• **Problem to work on**
Give back an exact copy of the lines below, from the first through the line with "Where can the grass"; please stop there.

• **Data for processing**
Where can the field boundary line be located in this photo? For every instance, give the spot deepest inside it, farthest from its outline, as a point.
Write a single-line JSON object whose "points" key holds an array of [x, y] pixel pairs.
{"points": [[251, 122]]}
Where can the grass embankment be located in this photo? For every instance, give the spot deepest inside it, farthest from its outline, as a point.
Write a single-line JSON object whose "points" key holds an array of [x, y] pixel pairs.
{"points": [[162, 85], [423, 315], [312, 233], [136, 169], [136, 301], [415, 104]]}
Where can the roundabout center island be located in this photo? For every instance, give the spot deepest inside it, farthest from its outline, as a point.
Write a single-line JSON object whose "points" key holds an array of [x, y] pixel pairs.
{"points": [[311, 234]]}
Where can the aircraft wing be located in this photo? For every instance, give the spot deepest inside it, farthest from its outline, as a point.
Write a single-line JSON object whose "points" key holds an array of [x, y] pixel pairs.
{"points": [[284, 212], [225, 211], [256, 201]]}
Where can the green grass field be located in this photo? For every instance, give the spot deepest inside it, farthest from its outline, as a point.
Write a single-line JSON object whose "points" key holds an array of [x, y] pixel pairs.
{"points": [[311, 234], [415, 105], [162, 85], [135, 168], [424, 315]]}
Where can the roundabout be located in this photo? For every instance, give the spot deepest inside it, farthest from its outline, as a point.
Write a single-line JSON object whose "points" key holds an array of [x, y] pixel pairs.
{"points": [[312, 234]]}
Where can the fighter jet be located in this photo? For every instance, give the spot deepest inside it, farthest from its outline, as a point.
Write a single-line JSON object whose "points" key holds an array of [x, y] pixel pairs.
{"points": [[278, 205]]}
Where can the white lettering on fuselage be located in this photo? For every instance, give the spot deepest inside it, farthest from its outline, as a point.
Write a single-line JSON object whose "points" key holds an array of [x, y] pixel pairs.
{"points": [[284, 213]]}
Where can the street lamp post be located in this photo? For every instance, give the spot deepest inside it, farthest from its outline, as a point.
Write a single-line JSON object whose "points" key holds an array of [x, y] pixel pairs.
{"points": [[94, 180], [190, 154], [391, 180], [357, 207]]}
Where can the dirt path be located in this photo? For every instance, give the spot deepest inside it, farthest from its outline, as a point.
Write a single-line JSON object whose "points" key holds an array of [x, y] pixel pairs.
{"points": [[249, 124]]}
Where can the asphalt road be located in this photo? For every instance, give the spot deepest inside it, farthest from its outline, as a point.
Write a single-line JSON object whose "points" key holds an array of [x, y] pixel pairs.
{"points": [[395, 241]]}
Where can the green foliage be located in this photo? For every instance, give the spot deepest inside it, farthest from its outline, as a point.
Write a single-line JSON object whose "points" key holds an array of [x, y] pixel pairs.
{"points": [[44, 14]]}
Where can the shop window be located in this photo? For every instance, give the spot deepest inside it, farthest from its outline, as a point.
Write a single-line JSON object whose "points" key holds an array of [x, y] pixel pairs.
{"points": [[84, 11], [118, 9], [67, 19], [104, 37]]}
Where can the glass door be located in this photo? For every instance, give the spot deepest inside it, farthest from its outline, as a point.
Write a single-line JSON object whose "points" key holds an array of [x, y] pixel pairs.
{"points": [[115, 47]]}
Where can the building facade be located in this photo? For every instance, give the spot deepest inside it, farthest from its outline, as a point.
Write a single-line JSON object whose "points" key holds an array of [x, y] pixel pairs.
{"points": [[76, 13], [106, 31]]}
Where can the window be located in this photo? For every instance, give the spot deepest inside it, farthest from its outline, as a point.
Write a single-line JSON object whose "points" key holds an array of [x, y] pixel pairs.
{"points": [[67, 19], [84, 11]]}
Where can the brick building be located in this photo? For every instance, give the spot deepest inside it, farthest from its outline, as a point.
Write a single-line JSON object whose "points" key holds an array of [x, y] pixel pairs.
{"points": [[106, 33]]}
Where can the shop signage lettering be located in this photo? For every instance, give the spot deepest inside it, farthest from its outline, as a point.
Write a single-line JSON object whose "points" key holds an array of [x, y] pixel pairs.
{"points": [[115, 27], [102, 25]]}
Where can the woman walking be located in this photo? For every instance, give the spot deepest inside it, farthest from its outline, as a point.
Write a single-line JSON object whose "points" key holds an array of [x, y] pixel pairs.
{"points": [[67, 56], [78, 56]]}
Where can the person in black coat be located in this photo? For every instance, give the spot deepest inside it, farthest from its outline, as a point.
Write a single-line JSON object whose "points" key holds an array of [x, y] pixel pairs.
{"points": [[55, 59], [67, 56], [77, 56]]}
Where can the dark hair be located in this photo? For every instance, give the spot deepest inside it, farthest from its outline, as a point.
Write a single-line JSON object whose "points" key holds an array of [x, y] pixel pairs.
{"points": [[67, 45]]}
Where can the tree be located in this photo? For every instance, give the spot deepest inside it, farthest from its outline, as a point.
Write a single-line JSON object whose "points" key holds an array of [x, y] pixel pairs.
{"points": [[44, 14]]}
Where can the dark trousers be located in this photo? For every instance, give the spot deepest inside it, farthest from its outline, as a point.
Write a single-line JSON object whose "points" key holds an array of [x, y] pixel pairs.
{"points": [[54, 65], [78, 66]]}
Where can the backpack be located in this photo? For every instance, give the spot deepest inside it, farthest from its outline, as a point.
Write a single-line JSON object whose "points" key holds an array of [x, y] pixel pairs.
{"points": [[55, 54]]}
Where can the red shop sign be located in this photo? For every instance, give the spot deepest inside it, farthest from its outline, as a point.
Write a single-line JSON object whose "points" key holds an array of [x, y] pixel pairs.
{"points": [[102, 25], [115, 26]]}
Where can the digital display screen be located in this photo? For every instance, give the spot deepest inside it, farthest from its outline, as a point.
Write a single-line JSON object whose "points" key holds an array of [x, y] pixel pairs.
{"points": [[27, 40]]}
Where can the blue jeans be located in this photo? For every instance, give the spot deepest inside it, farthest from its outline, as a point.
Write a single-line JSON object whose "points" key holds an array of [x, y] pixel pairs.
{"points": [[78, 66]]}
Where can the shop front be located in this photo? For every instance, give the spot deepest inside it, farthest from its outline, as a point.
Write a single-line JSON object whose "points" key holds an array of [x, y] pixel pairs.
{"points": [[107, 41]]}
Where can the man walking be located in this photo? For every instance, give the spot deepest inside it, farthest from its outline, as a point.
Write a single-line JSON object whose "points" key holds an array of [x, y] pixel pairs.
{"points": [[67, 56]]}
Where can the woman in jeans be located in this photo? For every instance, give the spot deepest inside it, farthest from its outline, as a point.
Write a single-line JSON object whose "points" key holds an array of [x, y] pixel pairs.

• **Reply**
Where can the field boundary line be located in this photo? For every instance, give the spot deepest inside it, farthest from its outline, as a point.
Write a single-line JSON object whose "points" key holds an array of [x, y] pixel pairs.
{"points": [[251, 122]]}
Where can the grass embankment be located in this photo? For every instance, give the spot deepest inside it, farthest from its outline, as a point.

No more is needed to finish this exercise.